**WRITTEN PROBLEM:** Write what comes next in the forum thread about choosing a camera for car and boating photos, picking up after its last sentence.

**PAGE EXTRACT:**
# Which Camera



## CJC (Sep 3, 2011)

Looking to buy a new camera mainly for pics of the car and boating.

Any ideas which make as i dont have a clue which one to go for?


----------



## Paintmaster1982 (Oct 23, 2007)

Depends what you want to take, i know you say your car and boat but do you go to car shows, track days etc With boating id imagine they would be a fair distance away at times so a dslr would def be the way to go and then choos a good zoom lens and mono or tri pod.

I've started off with a basic DSLR the nikon D40 (not sure you can buy them now or the newest model), although its not the best camera out there far far from it, it has got all the basics i needed to get me onto the photography ladder. Ive had it 4 years now and iam still very happy with it. And i feel it is now time for me to move on to the next level when funds allow. 

Dslr with a 18 - 200(maybe more) lens will be great for what you want to take.

Stored data entries
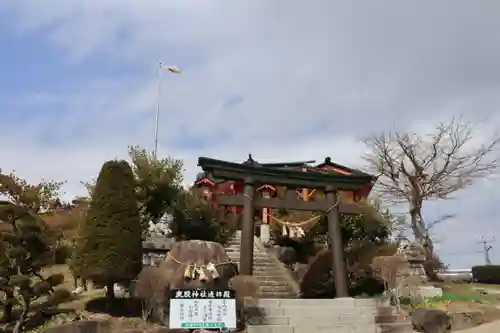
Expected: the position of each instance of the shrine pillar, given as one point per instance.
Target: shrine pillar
(247, 229)
(265, 230)
(335, 243)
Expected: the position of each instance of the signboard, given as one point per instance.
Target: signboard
(202, 308)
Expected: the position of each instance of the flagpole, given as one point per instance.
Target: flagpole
(157, 120)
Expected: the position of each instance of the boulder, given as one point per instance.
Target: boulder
(84, 326)
(431, 321)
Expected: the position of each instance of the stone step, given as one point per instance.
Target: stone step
(325, 319)
(325, 302)
(311, 311)
(272, 283)
(335, 328)
(311, 327)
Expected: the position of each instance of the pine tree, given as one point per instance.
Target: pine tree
(111, 250)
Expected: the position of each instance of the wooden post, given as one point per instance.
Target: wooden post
(335, 242)
(247, 229)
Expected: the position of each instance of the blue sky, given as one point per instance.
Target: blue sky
(283, 80)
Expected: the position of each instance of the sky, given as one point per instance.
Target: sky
(285, 80)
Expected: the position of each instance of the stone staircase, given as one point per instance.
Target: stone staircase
(341, 315)
(274, 280)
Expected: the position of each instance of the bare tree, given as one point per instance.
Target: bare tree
(414, 168)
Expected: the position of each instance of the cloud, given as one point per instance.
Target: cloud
(284, 80)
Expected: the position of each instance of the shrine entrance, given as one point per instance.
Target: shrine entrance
(254, 175)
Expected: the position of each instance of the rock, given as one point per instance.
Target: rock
(84, 326)
(431, 321)
(466, 319)
(286, 255)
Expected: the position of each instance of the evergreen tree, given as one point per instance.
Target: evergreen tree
(111, 250)
(24, 251)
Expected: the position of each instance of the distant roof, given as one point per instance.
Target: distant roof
(292, 166)
(158, 243)
(328, 162)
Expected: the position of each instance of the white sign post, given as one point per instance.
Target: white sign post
(202, 308)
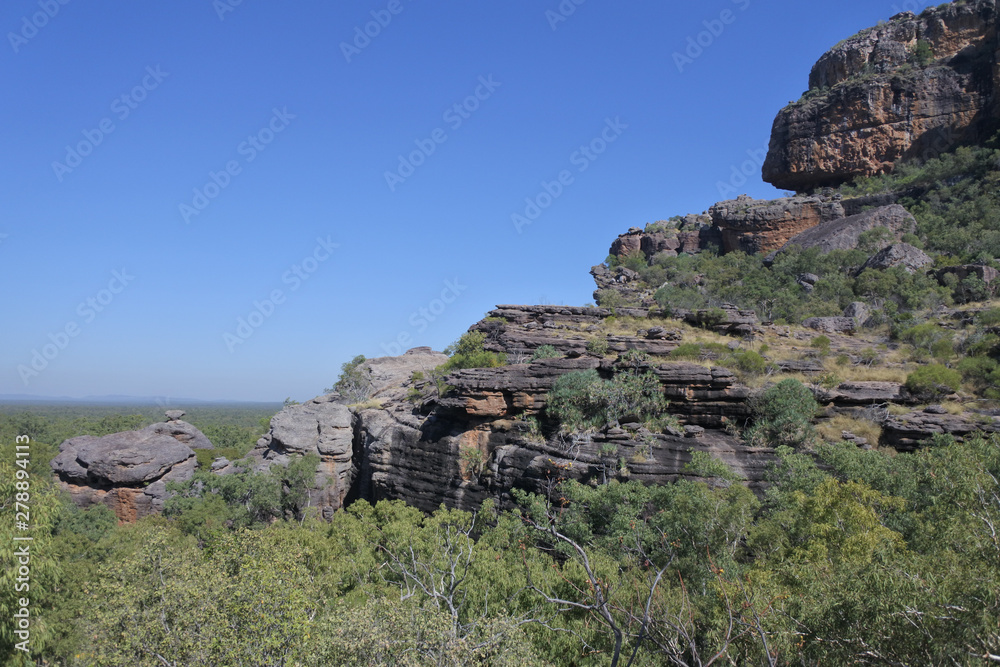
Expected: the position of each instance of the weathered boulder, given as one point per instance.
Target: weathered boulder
(987, 274)
(831, 324)
(858, 311)
(726, 320)
(182, 432)
(518, 331)
(323, 427)
(693, 233)
(898, 254)
(843, 234)
(754, 226)
(911, 88)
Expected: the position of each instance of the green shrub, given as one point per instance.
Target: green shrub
(544, 352)
(570, 401)
(581, 399)
(869, 356)
(354, 382)
(609, 298)
(468, 352)
(782, 416)
(597, 347)
(933, 381)
(686, 351)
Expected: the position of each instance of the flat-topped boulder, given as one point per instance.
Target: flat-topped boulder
(129, 471)
(754, 225)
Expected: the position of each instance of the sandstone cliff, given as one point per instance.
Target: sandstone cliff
(914, 87)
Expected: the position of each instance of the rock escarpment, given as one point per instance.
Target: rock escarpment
(129, 471)
(755, 226)
(914, 87)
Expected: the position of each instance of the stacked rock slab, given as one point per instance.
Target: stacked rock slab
(912, 88)
(129, 471)
(754, 226)
(481, 440)
(322, 427)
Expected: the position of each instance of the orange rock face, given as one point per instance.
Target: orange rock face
(909, 89)
(754, 226)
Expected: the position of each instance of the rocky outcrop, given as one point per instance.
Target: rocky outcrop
(910, 431)
(754, 225)
(898, 254)
(863, 393)
(831, 324)
(128, 472)
(727, 319)
(386, 373)
(322, 427)
(911, 88)
(489, 435)
(843, 234)
(690, 234)
(518, 331)
(986, 274)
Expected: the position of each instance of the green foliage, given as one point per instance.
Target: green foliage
(582, 400)
(243, 602)
(783, 415)
(354, 382)
(468, 352)
(544, 352)
(933, 381)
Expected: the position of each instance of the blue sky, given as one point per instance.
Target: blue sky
(170, 169)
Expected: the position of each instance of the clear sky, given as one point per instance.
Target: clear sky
(170, 169)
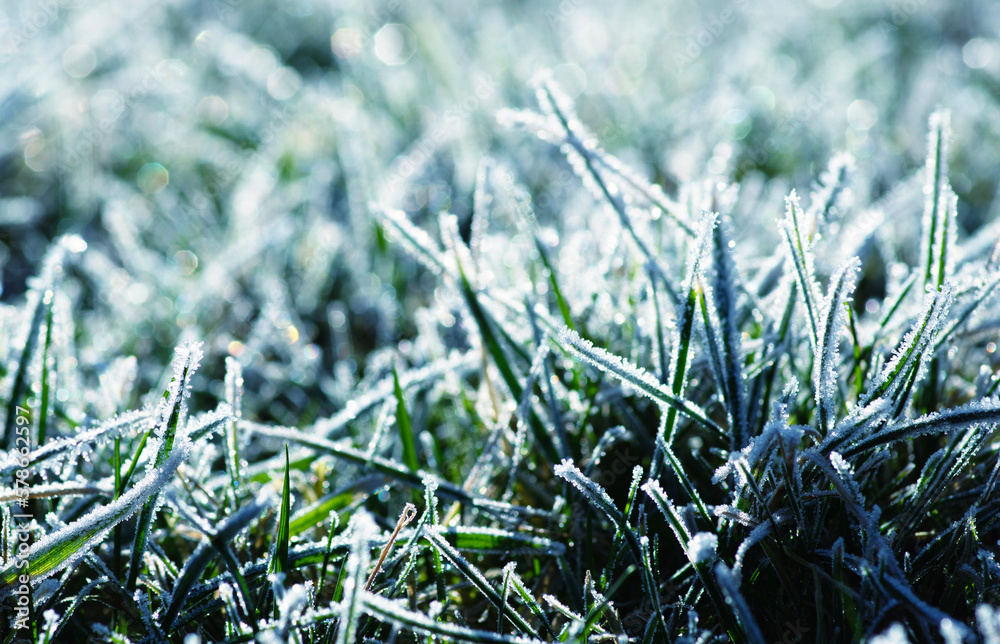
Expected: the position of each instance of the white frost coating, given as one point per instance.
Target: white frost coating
(415, 240)
(920, 335)
(94, 527)
(639, 379)
(701, 549)
(800, 251)
(362, 530)
(832, 197)
(569, 472)
(400, 615)
(842, 286)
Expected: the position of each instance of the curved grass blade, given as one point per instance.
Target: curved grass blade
(171, 427)
(827, 361)
(204, 553)
(635, 377)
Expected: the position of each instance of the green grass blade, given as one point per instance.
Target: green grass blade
(405, 427)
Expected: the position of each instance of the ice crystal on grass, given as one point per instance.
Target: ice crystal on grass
(627, 403)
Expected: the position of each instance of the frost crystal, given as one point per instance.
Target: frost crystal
(702, 548)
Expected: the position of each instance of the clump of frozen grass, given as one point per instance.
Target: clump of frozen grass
(812, 449)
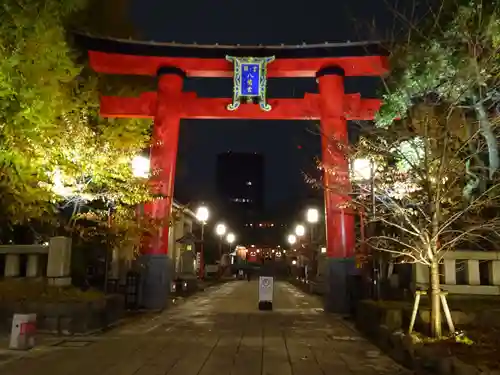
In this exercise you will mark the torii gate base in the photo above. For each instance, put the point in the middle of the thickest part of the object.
(169, 104)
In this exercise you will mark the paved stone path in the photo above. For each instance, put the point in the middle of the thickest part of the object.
(220, 332)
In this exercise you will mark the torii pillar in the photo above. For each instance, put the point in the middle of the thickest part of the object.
(340, 231)
(155, 258)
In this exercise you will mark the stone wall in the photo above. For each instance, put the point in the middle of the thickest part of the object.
(69, 317)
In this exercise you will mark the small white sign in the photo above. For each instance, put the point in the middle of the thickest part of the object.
(266, 289)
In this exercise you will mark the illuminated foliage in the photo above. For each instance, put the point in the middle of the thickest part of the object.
(451, 57)
(54, 149)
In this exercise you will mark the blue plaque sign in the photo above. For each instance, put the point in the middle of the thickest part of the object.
(250, 81)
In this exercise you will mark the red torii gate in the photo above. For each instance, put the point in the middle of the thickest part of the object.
(171, 63)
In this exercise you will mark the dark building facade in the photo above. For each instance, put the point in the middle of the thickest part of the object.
(240, 181)
(240, 188)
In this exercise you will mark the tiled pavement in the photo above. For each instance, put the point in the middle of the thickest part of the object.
(219, 332)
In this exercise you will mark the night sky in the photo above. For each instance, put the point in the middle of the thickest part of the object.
(289, 146)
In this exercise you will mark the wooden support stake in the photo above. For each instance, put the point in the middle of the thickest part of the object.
(418, 294)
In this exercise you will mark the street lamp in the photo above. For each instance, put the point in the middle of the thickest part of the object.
(220, 230)
(202, 215)
(230, 238)
(312, 215)
(300, 230)
(140, 166)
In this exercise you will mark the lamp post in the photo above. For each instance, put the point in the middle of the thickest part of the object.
(202, 215)
(363, 170)
(230, 238)
(140, 166)
(220, 230)
(312, 217)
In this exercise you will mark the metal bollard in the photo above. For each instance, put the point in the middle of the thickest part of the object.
(23, 332)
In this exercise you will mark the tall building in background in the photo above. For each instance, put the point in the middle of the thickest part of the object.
(240, 184)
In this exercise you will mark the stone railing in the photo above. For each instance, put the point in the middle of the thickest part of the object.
(465, 272)
(56, 254)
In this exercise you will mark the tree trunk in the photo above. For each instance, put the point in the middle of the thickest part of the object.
(435, 300)
(490, 137)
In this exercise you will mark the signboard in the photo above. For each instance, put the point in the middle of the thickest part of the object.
(249, 81)
(266, 289)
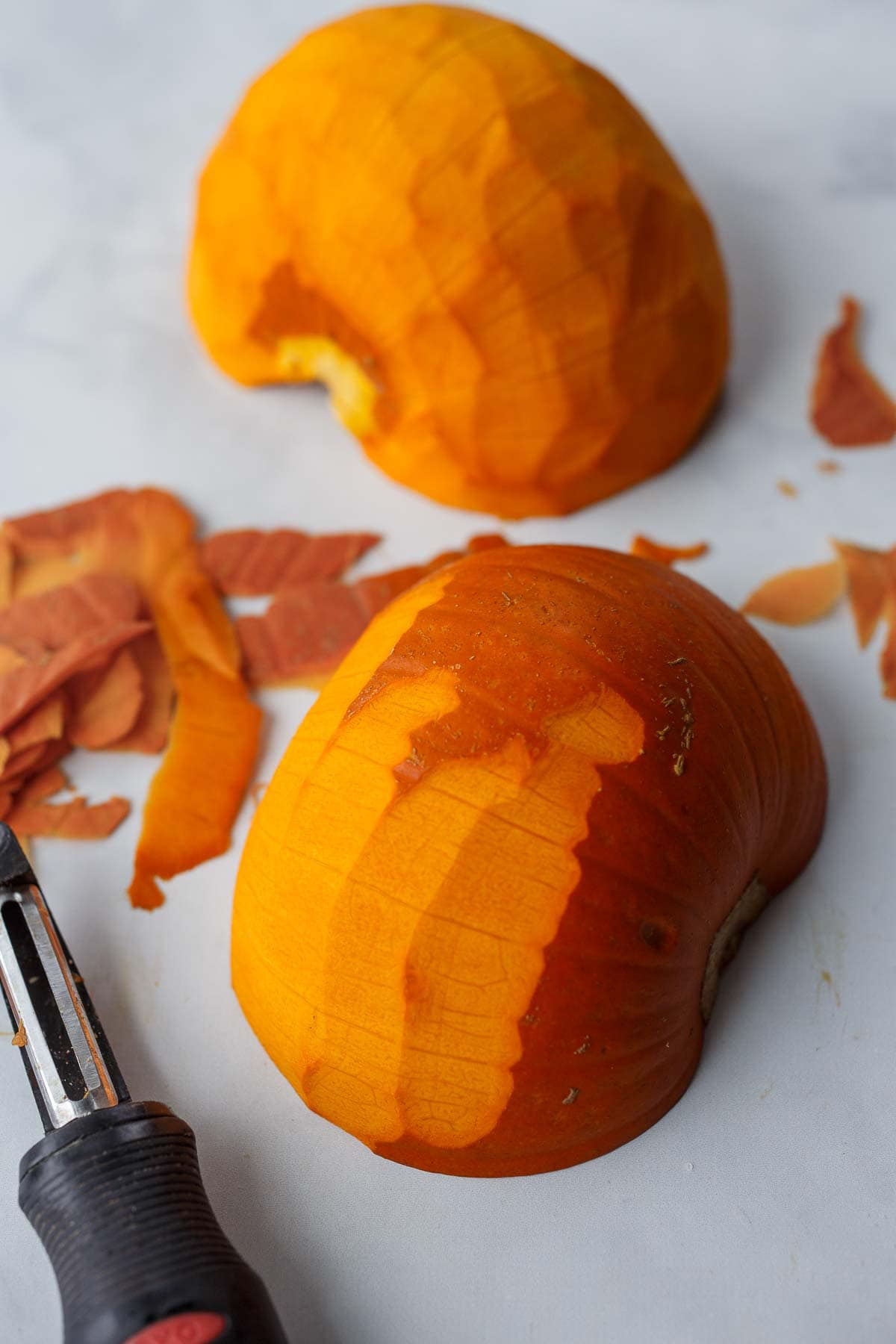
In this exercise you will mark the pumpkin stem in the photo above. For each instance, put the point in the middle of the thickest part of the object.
(747, 907)
(320, 359)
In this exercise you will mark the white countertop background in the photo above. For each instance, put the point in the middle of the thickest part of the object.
(762, 1209)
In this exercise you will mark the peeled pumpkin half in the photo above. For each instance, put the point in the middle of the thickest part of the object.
(485, 900)
(480, 245)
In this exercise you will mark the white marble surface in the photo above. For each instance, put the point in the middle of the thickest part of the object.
(762, 1209)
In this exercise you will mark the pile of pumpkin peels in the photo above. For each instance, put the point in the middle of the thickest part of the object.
(113, 636)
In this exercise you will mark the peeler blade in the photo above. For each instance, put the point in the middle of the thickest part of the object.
(69, 1061)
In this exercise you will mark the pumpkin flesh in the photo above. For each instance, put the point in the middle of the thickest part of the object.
(477, 902)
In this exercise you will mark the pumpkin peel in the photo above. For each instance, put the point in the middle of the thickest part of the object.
(147, 537)
(662, 554)
(255, 564)
(107, 706)
(849, 408)
(800, 596)
(309, 626)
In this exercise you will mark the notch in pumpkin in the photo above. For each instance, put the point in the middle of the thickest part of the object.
(480, 246)
(485, 900)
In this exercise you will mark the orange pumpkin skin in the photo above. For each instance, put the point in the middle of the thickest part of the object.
(481, 900)
(482, 248)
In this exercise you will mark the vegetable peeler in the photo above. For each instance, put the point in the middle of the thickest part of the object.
(113, 1189)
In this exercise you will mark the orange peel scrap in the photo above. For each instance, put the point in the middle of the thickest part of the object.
(307, 632)
(147, 537)
(254, 564)
(108, 705)
(649, 550)
(800, 596)
(849, 408)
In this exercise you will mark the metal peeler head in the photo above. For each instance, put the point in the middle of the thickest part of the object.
(66, 1054)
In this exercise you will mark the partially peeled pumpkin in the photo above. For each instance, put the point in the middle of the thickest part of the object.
(479, 245)
(485, 900)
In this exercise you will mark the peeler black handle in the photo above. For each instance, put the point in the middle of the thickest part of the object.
(119, 1202)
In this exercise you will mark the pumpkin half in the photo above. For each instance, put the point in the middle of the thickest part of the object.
(485, 900)
(479, 243)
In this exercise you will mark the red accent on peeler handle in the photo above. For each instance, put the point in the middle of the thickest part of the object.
(187, 1328)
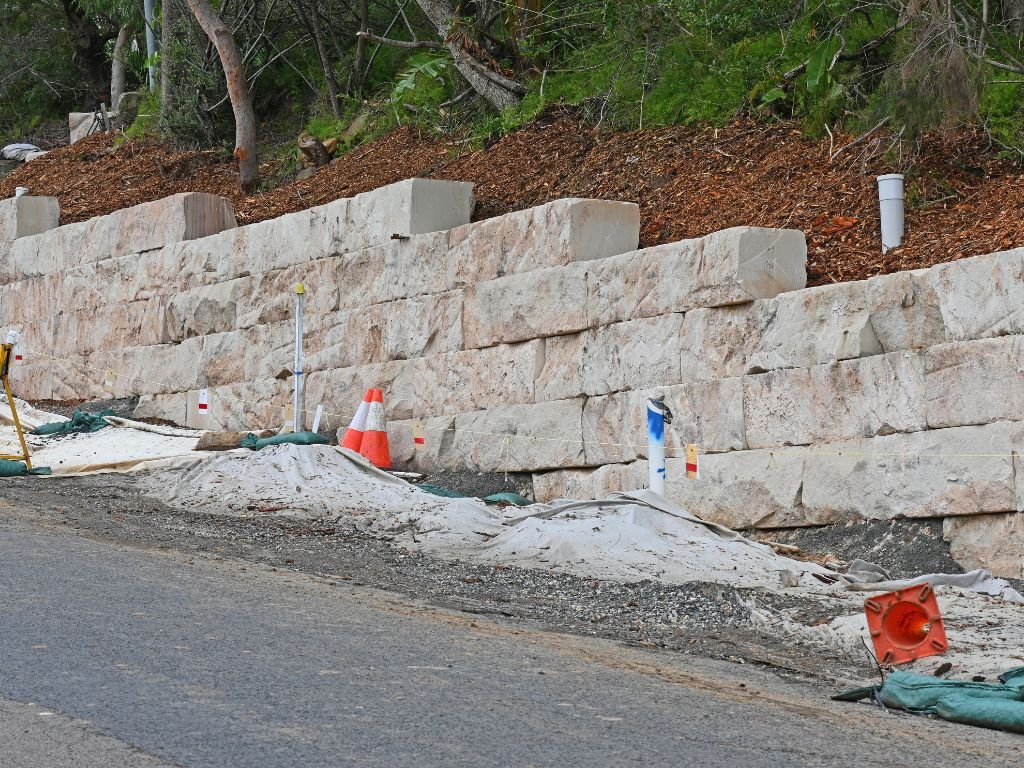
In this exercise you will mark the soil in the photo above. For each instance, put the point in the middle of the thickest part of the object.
(964, 199)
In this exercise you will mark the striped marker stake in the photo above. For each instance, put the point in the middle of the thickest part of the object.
(692, 467)
(657, 416)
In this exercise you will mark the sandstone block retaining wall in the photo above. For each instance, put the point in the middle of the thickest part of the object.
(530, 342)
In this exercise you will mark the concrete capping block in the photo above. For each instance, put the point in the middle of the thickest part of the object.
(22, 217)
(521, 438)
(974, 382)
(994, 542)
(934, 473)
(862, 397)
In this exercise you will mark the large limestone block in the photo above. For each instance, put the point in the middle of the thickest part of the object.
(108, 329)
(812, 327)
(249, 407)
(741, 489)
(635, 354)
(530, 305)
(415, 206)
(27, 215)
(975, 382)
(439, 385)
(799, 329)
(161, 369)
(843, 400)
(981, 297)
(555, 233)
(732, 266)
(708, 414)
(935, 473)
(471, 380)
(589, 483)
(992, 542)
(521, 438)
(419, 327)
(143, 227)
(905, 311)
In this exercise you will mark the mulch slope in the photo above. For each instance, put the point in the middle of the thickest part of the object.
(964, 199)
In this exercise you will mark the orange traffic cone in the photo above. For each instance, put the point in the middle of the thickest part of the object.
(353, 436)
(375, 445)
(905, 625)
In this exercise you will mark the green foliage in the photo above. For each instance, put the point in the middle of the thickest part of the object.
(146, 123)
(1001, 109)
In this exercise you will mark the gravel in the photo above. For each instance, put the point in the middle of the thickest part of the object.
(709, 620)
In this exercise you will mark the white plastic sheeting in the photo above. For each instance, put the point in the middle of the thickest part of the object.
(627, 537)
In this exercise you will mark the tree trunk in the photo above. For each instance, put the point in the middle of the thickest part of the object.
(494, 86)
(118, 65)
(170, 12)
(332, 83)
(238, 91)
(358, 69)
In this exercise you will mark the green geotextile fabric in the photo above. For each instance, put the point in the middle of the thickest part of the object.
(80, 422)
(294, 438)
(16, 469)
(998, 706)
(503, 498)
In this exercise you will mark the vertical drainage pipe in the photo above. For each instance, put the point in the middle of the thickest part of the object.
(891, 210)
(300, 291)
(657, 416)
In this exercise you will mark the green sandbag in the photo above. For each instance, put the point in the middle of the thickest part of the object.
(80, 422)
(17, 469)
(998, 714)
(293, 438)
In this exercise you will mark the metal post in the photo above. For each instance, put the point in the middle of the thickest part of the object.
(657, 416)
(151, 44)
(300, 291)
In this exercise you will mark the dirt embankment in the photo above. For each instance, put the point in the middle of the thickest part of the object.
(964, 199)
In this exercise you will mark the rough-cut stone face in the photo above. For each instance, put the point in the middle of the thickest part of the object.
(636, 354)
(975, 382)
(544, 302)
(708, 414)
(854, 398)
(27, 215)
(520, 438)
(992, 542)
(981, 297)
(552, 235)
(904, 311)
(962, 471)
(590, 483)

**EXPECTED OUTPUT:**
Also in terms of make there are plenty to choose from. I dare say Nikon and canon are the industry leaders. Canon is pretty much used in the industry and in photography mags etc but there are plenty of other makes like sony, panasonic etc. Id prob go to a camera shop like, jessops and have a feel of the cameras to see what is best suited to you. 

hope this helps.


----------



## DW58 (Nov 27, 2010)

*DPReview.com:* - All the information you could possibly need - Reviews, specs, comparisons, discussions, DSLR, Bridge, Compact etc.

Decide what you want to do, what you need and take it from there.


----------



## Dannbodge (Sep 26, 2010)

I'm going for wither a Canon 1100d or 500d depending on what deals I can get on them.
Jessops do a 10month 0% finance deal on them too.


----------



## DW58 (Nov 27, 2010)

If you can stretch that far go for the 500D, but see if you can manage a 550D as it has some nice additional features.


----------



## Dannbodge (Sep 26, 2010)

DW58 said:


> If you can stretch that far go for the 500D, but see if you can manage a 550D as it has some nice additional features.


I meant 550d not 500d :thumbup:


----------



## CJC (Sep 3, 2011)

Thanks for the advice guys i have a budget of around £350 so many to chose from


----------



## CJC (Sep 3, 2011)

After reading reviews I have decided to go for the 550d where is the cheapest place to get one from? Also will I need another lense? Callum


----------



## Dannbodge (Sep 26, 2010)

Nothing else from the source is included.